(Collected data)
··········

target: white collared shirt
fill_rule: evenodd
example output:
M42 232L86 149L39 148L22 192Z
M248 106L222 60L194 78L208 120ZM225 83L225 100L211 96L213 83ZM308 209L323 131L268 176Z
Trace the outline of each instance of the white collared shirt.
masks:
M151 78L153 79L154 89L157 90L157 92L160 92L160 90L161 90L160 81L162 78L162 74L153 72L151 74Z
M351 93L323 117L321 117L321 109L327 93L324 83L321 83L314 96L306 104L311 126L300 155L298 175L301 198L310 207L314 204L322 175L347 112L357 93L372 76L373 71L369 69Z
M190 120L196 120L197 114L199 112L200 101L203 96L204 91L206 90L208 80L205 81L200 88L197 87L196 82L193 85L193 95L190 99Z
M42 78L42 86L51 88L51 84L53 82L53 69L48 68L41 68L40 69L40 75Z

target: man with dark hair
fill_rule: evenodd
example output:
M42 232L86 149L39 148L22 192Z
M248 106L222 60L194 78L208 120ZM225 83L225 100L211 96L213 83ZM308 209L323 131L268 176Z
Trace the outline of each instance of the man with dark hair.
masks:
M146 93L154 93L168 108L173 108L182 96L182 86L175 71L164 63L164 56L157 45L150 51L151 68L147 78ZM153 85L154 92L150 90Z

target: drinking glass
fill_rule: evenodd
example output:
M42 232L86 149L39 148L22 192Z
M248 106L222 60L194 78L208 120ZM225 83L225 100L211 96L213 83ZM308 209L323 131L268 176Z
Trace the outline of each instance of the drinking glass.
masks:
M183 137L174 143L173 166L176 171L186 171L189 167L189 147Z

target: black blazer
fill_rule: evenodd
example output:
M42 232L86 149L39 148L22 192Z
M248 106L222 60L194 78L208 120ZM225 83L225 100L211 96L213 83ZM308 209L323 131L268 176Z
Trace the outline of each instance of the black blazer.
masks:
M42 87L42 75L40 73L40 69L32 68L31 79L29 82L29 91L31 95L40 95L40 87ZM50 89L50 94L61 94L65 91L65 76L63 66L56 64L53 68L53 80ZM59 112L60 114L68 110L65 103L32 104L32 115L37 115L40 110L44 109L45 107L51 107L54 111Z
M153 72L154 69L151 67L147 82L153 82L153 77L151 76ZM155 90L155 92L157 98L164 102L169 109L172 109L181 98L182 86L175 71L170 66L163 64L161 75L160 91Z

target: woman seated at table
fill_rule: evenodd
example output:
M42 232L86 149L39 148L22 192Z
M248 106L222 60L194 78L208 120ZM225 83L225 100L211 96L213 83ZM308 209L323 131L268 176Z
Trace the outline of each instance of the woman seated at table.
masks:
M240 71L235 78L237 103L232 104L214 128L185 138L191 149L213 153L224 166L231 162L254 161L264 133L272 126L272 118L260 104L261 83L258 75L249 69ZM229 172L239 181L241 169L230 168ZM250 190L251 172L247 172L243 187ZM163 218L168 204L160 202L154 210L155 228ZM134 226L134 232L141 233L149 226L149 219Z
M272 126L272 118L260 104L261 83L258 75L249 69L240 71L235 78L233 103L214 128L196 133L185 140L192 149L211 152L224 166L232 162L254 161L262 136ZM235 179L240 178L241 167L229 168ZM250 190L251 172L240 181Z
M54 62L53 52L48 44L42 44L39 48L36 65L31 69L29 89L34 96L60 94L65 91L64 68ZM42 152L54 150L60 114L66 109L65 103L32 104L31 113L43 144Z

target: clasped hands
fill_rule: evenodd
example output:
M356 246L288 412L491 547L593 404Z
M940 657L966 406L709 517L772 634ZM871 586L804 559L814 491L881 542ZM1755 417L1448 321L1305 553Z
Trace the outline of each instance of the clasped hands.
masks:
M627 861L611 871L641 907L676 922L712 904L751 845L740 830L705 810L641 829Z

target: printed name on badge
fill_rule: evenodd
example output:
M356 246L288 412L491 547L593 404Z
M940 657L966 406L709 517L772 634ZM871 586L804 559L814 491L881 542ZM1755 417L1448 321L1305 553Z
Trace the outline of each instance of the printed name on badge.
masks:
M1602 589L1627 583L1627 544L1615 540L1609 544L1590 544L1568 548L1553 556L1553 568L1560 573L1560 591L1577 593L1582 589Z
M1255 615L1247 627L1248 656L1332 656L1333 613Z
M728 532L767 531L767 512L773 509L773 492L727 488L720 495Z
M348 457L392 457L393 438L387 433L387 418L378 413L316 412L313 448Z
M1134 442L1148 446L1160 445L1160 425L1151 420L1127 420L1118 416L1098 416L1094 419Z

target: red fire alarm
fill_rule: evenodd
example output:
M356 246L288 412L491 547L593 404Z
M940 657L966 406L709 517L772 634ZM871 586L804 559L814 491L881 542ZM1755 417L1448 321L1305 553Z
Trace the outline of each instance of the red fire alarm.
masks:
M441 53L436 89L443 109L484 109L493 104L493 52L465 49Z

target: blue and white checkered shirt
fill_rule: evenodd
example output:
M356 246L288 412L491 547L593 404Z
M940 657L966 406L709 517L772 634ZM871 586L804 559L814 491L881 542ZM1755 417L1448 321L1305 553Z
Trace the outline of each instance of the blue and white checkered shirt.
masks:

··········

__What you are asked to do__. Retype the records above in full, exactly as they appear.

__Your response__.
target: white collared shirt
fill_rule: evenodd
example output:
M42 232L86 149L39 148L22 192Z
M248 106L222 60L194 78L208 120ZM225 83L225 100L211 96L213 83ZM308 209L323 131L268 176Z
Trace the outline of each instance of the white collared shirt.
masks:
M151 78L153 79L154 89L157 90L157 92L160 92L160 90L161 90L160 81L162 78L162 74L153 72L151 74Z
M351 93L323 117L321 117L321 109L327 93L324 83L321 83L314 96L306 104L311 126L300 155L298 175L301 198L310 207L314 204L322 175L347 112L357 93L372 76L373 71L369 69Z
M190 120L196 120L197 114L199 112L200 101L203 96L204 91L206 90L208 80L205 81L200 88L197 87L196 82L193 85L193 95L190 99Z
M42 78L42 86L51 88L51 84L53 82L53 69L48 68L41 68L40 69L40 75Z

target: man with dark hair
fill_rule: evenodd
example output:
M42 232L86 149L39 148L22 192Z
M248 106L222 60L194 78L208 120ZM225 83L225 100L211 96L213 83ZM308 209L323 131L268 176Z
Trace the outline of each instance of the man with dark hair.
masks:
M146 93L154 93L168 108L173 108L182 96L182 86L175 71L164 63L164 56L157 45L150 51L151 68L147 78ZM153 85L154 92L150 90Z

target: drinking glass
fill_rule: evenodd
example output:
M42 232L86 149L39 148L22 192Z
M248 106L222 60L194 78L208 120ZM225 83L225 100L211 96L213 83ZM308 209L323 131L268 176Z
Trace the outline of each instance of the drinking glass.
masks:
M183 137L174 143L173 166L176 171L186 171L189 167L189 147Z

target: black blazer
fill_rule: evenodd
example output:
M42 232L86 149L39 148L22 192Z
M248 106L222 60L194 78L208 120ZM225 83L225 100L211 96L213 83ZM308 209L323 131L268 176Z
Trace the outline of each instance of the black blazer.
masks:
M42 87L42 75L40 73L40 69L32 68L31 79L29 82L29 91L31 95L40 95L40 87ZM50 89L50 94L61 94L65 91L65 76L63 66L56 64L53 68L53 80ZM59 112L60 114L68 110L65 103L32 104L32 115L37 115L40 110L44 109L45 107L51 107L54 111Z
M153 72L154 69L151 67L147 82L153 82L153 77L151 76ZM155 90L155 92L157 98L164 102L169 109L172 109L181 98L182 86L175 71L170 66L163 64L161 75L160 91Z

target: woman seated at table
fill_rule: evenodd
example output:
M42 232L86 149L39 148L22 192Z
M248 106L222 60L194 78L208 120ZM225 83L225 100L211 96L213 83ZM308 209L323 131L268 176Z
Trace the outline of each instance of the woman seated at table.
masks:
M240 71L235 78L237 103L232 104L214 128L185 138L191 149L213 153L224 166L231 162L254 161L264 133L272 126L272 118L260 104L261 83L258 75L249 69ZM229 172L239 181L241 169L230 168ZM250 190L251 172L247 172L243 187ZM163 218L168 204L160 202L154 210L155 228ZM134 226L134 232L141 233L149 226L149 219Z
M272 126L272 118L260 104L261 83L258 75L249 69L240 71L235 78L233 103L214 128L196 133L185 140L192 149L211 152L224 166L232 162L254 161L262 136ZM235 179L240 178L241 167L229 168ZM250 190L251 172L240 181Z
M54 62L53 52L48 44L42 44L39 48L36 65L31 69L29 89L34 96L60 94L65 91L64 68ZM42 152L54 150L60 114L66 109L65 103L32 104L31 113L43 144Z

target: clasped hands
fill_rule: evenodd
example output:
M356 246L288 412L491 547L593 404Z
M940 657L966 406L709 517L772 634ZM871 586L804 559L814 491L881 542ZM1755 417L1448 321L1305 553Z
Trace the outline of each instance of the clasped hands.
masks:
M627 861L611 871L641 907L676 922L712 904L751 845L740 830L705 810L641 829Z

target: printed name on badge
fill_rule: evenodd
example output:
M356 246L288 412L491 547L593 404Z
M940 657L966 406L709 517L772 634ZM871 586L804 559L814 491L881 542ZM1755 417L1448 321L1305 553Z
Trace the outline of each instance of the printed name on badge.
masks:
M1602 589L1627 583L1627 544L1615 540L1609 544L1590 544L1568 548L1553 556L1553 568L1560 573L1560 591L1577 593L1582 589Z
M1255 615L1247 627L1248 656L1332 656L1333 613Z
M728 532L767 531L767 512L773 509L773 492L727 488L720 495Z
M348 457L392 457L393 438L387 433L387 418L378 413L316 412L313 448Z
M1134 442L1148 446L1160 445L1160 425L1151 420L1127 420L1118 416L1098 416L1094 419Z

target: red fire alarm
fill_rule: evenodd
example output:
M356 246L288 412L491 547L593 404Z
M940 657L966 406L709 517L772 634ZM871 586L804 559L814 491L881 542ZM1755 417L1448 321L1305 553Z
Trace the outline of each instance of the red fire alarm.
masks:
M441 53L436 89L443 109L484 109L493 104L493 52L465 49Z

target: blue and white checkered shirt
fill_rule: evenodd
example output:
M356 246L288 412L491 547L593 404Z
M940 657L966 406L709 517L772 634ZM871 586L804 559L814 491L881 542ZM1755 417L1448 321L1305 553Z
Trace the outline of each instance of the blue and white checkered shirt.
masks:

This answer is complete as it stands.